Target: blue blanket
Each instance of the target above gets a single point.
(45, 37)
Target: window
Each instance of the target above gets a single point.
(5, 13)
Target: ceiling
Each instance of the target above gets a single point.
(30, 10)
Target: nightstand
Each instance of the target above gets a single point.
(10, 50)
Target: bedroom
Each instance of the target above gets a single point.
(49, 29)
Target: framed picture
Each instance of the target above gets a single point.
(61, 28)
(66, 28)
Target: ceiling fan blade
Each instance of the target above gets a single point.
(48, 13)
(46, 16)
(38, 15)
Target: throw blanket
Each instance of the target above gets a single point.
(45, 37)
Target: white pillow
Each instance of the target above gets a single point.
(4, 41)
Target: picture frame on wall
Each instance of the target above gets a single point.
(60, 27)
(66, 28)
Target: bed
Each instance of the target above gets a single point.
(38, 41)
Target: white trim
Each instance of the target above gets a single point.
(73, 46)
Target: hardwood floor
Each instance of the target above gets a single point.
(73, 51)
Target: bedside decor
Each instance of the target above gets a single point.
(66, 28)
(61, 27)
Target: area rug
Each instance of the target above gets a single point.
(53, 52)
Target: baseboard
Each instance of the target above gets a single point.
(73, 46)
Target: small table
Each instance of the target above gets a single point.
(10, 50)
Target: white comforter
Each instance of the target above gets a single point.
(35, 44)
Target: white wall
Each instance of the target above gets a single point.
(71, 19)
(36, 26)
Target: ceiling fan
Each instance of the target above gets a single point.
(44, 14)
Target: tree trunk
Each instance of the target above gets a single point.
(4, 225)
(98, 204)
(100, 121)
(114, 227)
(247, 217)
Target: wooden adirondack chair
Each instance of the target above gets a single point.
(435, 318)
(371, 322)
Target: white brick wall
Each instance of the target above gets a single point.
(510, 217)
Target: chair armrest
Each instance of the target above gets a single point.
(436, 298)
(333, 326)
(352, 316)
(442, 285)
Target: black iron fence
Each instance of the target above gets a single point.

--- --- ---

**Task instructions**. Since only part of the listing is wanted, copy exactly the lines from the one holding "Target: small table" to the one holding "Target: wooden adirondack chair", both included.

**Response for this exercise**.
Target: small table
Each instance of the target above gets a single point.
(10, 50)
Target: white comforter
Each instance of the target above gets a single point.
(35, 44)
Target: white wall
Each instance of the target above gets a single point.
(71, 19)
(36, 26)
Target: ceiling fan
Each instance of the target above gets a single point.
(44, 14)
Target: tree trunk
Each instance of the target above gets a single point.
(4, 225)
(98, 204)
(100, 121)
(114, 227)
(247, 217)
Target: wooden adirondack chair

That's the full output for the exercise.